(SUPPORT D'EXERCICE)
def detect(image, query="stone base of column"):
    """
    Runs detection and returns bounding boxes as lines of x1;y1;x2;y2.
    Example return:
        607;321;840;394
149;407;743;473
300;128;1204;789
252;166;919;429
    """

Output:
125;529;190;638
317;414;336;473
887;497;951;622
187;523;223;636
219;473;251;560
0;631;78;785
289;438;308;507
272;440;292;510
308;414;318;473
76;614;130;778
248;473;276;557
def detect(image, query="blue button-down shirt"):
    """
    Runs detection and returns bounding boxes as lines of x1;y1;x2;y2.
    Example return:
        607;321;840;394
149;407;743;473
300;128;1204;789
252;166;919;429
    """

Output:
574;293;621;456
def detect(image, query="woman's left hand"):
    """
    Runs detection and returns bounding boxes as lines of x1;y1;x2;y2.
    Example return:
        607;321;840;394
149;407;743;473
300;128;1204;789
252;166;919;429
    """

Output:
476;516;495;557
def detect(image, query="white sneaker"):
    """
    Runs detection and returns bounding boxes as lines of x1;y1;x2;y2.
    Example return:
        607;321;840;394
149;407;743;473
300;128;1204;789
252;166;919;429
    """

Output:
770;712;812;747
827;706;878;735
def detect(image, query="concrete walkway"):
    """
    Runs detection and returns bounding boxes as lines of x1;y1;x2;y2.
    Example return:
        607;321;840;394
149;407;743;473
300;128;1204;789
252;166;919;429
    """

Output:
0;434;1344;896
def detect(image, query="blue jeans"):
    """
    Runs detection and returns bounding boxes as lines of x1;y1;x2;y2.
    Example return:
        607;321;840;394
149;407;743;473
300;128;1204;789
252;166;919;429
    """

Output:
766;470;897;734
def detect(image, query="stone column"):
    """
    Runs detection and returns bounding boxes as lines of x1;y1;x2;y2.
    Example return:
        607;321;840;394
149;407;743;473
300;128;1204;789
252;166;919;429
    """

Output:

(CONSIGNE ÉCRITE) Extrayez des lignes ci-dessus chaque ligne contenant la chaîne « query ». La casse compte.

(RÉSULTAT)
def detect(image, query="stone base of column"):
def detect(image, query="blue button-down shirt"):
def detect(image, query="woman's left hand"):
def detect(image, query="white sneaker"):
def detect(image, query="concrete walkway"):
def detect(image, query="blue jeans"):
def detect(image, query="stone column"):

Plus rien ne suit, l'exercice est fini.